» **PROBLEM STATEMENT**
Take the data below and filter it for lines containing the word "shirt"; show each line found.

» **RECORDS**
* * *

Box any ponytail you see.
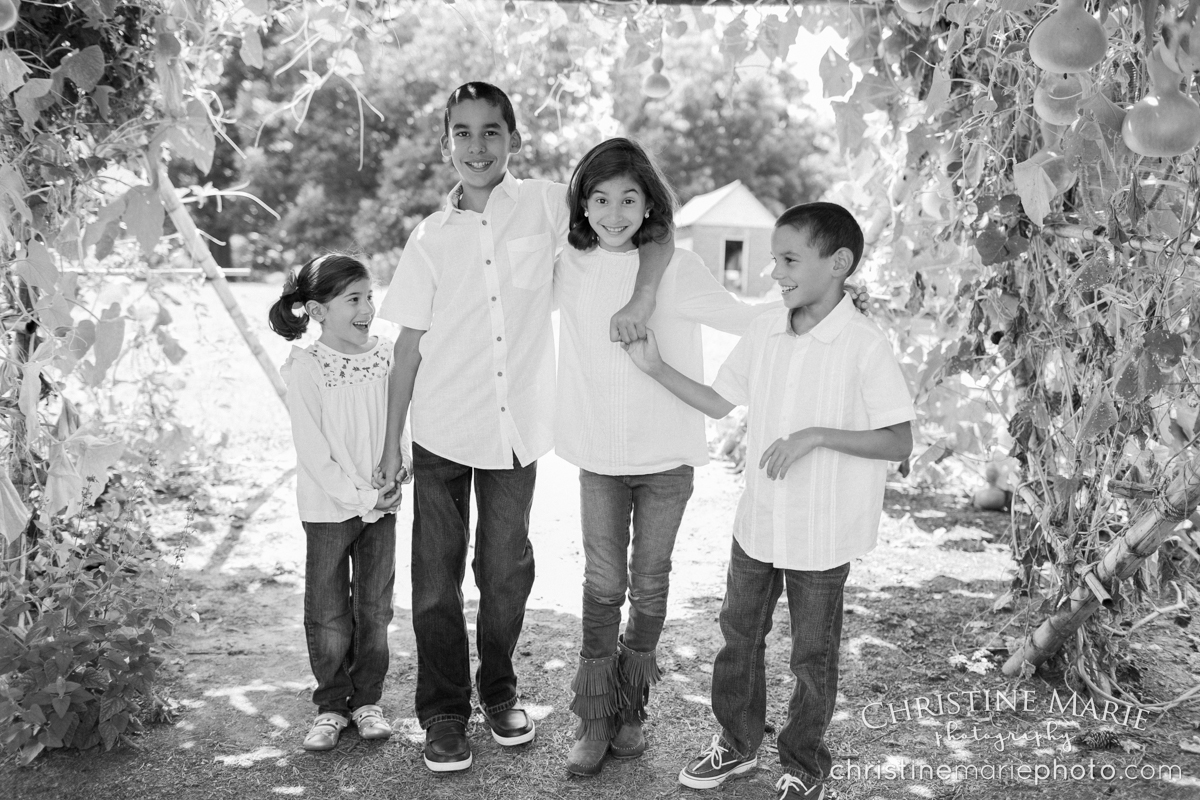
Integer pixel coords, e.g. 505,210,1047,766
268,268,310,340
267,254,371,341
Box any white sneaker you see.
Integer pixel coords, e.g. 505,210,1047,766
351,704,393,740
302,712,348,751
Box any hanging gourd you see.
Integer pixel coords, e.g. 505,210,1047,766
1121,46,1200,157
642,56,672,99
1161,11,1200,74
1028,147,1078,195
1029,0,1108,73
0,0,19,31
896,0,937,13
1034,72,1086,124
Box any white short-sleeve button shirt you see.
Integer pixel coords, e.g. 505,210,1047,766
378,172,568,469
712,294,916,570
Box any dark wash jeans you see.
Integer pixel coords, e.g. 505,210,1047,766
711,537,850,785
302,513,397,716
578,466,694,658
410,443,537,727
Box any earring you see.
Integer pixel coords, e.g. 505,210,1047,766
584,211,589,217
645,211,650,218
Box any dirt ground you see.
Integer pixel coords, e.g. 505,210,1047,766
5,283,1200,799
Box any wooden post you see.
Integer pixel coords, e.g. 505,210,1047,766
1002,462,1200,676
154,166,288,405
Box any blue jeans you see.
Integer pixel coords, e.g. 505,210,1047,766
578,466,694,659
410,443,536,727
711,537,850,785
302,514,397,716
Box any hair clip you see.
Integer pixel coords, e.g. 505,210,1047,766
282,270,299,296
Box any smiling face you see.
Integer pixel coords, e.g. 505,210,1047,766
441,98,521,211
770,224,848,317
586,174,647,253
310,276,375,354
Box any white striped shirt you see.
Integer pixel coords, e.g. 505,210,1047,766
712,294,915,570
554,246,775,475
378,172,568,469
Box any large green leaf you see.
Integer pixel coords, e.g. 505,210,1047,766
122,186,165,257
0,470,30,544
0,50,30,96
58,46,105,93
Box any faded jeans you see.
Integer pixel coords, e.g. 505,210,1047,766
410,443,537,727
711,537,850,785
302,514,397,716
578,466,694,658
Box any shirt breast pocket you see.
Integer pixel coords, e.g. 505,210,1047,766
507,233,553,290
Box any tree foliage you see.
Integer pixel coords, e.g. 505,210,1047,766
199,3,836,268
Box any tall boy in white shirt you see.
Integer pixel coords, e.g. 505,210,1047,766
626,202,915,800
377,82,670,774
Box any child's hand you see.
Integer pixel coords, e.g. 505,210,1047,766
610,293,656,344
622,329,663,375
760,429,820,479
374,480,401,511
398,462,413,485
377,452,401,487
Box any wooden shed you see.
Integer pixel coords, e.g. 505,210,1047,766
674,181,777,297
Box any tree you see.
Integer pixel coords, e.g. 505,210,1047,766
616,30,837,211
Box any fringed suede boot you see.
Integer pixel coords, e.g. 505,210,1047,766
565,652,619,776
612,637,661,759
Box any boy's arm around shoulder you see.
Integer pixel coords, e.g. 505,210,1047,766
611,232,675,343
624,329,736,419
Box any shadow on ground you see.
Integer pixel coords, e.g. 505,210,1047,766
6,567,1199,800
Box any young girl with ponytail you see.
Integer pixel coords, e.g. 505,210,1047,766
268,253,410,751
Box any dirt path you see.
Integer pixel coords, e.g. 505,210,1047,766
7,283,1199,799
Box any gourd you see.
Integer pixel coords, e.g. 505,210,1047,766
1121,47,1200,157
1029,0,1108,73
0,0,19,32
1033,72,1085,125
1162,15,1200,74
971,464,1010,512
642,57,671,98
1028,147,1078,196
896,0,937,13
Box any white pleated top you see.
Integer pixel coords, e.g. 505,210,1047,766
712,295,916,570
554,246,775,475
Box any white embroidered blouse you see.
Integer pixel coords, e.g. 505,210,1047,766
281,337,411,523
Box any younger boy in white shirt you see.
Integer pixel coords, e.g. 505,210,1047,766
626,202,915,800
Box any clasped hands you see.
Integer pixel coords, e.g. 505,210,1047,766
622,327,817,482
371,459,412,511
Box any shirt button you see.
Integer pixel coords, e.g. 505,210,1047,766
491,296,497,301
497,371,503,377
501,406,505,412
496,336,502,341
482,220,488,226
486,260,491,265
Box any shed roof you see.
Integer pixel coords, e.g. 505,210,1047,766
675,180,776,230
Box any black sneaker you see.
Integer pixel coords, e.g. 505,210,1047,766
678,735,758,789
481,707,536,746
424,720,471,772
776,773,825,799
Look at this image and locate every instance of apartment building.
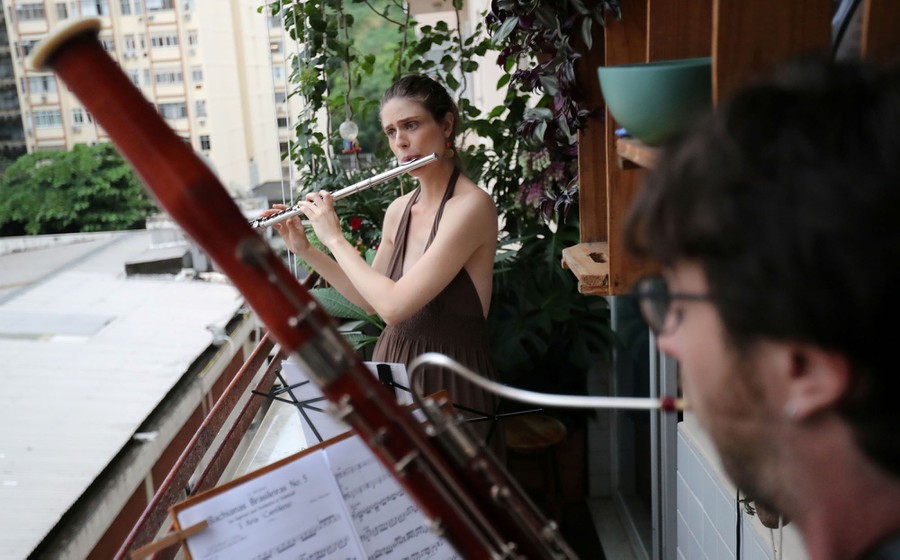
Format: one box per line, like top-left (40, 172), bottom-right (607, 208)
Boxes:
top-left (3, 0), bottom-right (299, 195)
top-left (0, 1), bottom-right (27, 164)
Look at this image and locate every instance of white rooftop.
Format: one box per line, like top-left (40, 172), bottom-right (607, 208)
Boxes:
top-left (0, 231), bottom-right (245, 559)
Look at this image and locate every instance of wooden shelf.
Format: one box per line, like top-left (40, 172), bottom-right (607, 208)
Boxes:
top-left (616, 138), bottom-right (660, 169)
top-left (568, 0), bottom-right (837, 296)
top-left (561, 242), bottom-right (610, 296)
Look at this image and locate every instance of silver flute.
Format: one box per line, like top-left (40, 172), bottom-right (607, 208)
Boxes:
top-left (249, 152), bottom-right (439, 229)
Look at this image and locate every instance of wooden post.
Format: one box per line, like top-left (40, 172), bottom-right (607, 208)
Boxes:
top-left (861, 0), bottom-right (900, 64)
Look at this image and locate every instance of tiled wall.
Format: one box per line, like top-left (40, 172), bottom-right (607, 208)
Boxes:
top-left (677, 420), bottom-right (808, 560)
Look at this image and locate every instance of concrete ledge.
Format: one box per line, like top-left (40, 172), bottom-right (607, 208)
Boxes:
top-left (0, 231), bottom-right (122, 256)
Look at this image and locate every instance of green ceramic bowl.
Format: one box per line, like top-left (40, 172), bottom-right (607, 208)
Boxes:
top-left (597, 57), bottom-right (712, 146)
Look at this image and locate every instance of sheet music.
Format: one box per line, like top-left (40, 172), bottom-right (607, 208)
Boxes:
top-left (280, 360), bottom-right (413, 447)
top-left (174, 450), bottom-right (366, 559)
top-left (326, 435), bottom-right (460, 560)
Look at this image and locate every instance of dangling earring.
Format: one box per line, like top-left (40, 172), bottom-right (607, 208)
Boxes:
top-left (445, 139), bottom-right (455, 159)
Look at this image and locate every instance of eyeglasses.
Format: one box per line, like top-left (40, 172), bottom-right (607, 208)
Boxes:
top-left (631, 275), bottom-right (714, 334)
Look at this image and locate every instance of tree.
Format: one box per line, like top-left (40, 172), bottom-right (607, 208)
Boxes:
top-left (0, 143), bottom-right (158, 236)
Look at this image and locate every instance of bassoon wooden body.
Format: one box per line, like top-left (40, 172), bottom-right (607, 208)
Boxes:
top-left (30, 19), bottom-right (576, 559)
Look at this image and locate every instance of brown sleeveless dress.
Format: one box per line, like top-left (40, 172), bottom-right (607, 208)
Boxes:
top-left (371, 169), bottom-right (504, 459)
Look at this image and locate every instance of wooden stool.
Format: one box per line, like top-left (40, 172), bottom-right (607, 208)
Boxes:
top-left (503, 413), bottom-right (567, 521)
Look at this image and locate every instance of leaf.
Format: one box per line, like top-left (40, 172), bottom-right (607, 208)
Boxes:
top-left (581, 17), bottom-right (593, 50)
top-left (492, 16), bottom-right (519, 44)
top-left (538, 74), bottom-right (559, 96)
top-left (338, 330), bottom-right (379, 351)
top-left (310, 287), bottom-right (372, 322)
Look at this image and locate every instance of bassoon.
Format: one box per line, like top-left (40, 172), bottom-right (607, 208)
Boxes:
top-left (30, 18), bottom-right (577, 559)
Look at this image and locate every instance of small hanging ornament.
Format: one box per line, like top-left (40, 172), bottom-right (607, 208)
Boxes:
top-left (339, 119), bottom-right (361, 154)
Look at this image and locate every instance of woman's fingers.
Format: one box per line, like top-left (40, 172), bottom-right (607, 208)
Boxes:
top-left (304, 190), bottom-right (332, 206)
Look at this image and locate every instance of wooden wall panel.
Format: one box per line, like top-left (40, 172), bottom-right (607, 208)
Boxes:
top-left (575, 12), bottom-right (609, 244)
top-left (862, 0), bottom-right (900, 64)
top-left (712, 0), bottom-right (831, 103)
top-left (647, 0), bottom-right (713, 60)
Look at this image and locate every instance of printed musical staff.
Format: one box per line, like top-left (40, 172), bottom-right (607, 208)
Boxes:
top-left (171, 433), bottom-right (458, 559)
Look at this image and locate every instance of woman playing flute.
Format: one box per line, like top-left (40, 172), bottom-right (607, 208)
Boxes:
top-left (262, 75), bottom-right (504, 459)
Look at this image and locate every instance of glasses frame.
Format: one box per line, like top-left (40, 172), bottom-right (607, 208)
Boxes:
top-left (631, 275), bottom-right (714, 334)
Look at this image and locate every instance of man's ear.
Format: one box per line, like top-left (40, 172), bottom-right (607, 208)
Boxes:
top-left (785, 344), bottom-right (851, 419)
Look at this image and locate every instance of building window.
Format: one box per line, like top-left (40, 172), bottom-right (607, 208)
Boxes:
top-left (270, 41), bottom-right (283, 54)
top-left (72, 108), bottom-right (85, 124)
top-left (134, 0), bottom-right (142, 13)
top-left (200, 135), bottom-right (210, 150)
top-left (120, 0), bottom-right (131, 15)
top-left (191, 66), bottom-right (203, 83)
top-left (28, 75), bottom-right (57, 94)
top-left (158, 102), bottom-right (187, 120)
top-left (146, 0), bottom-right (174, 11)
top-left (100, 37), bottom-right (115, 51)
top-left (150, 33), bottom-right (179, 48)
top-left (34, 110), bottom-right (63, 129)
top-left (143, 69), bottom-right (151, 85)
top-left (195, 99), bottom-right (206, 118)
top-left (272, 66), bottom-right (284, 81)
top-left (154, 68), bottom-right (183, 85)
top-left (128, 69), bottom-right (140, 86)
top-left (277, 117), bottom-right (288, 128)
top-left (274, 91), bottom-right (286, 104)
top-left (56, 3), bottom-right (69, 19)
top-left (80, 0), bottom-right (111, 17)
top-left (187, 31), bottom-right (198, 47)
top-left (124, 35), bottom-right (136, 50)
top-left (16, 3), bottom-right (46, 21)
top-left (16, 40), bottom-right (39, 58)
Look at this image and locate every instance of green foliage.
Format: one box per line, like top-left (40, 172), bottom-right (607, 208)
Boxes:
top-left (491, 217), bottom-right (612, 389)
top-left (309, 248), bottom-right (384, 350)
top-left (0, 143), bottom-right (158, 235)
top-left (333, 183), bottom-right (404, 254)
top-left (487, 0), bottom-right (622, 146)
top-left (311, 287), bottom-right (384, 350)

* * *

» **REPLY**
Box any white short-sleeve button shirt you see.
Box any white striped shirt you see.
Box any shirt breast pocket you see.
Box any tall boy in white shirt you see.
Box any younger boy in white shirt you see.
Box any shirt button you see.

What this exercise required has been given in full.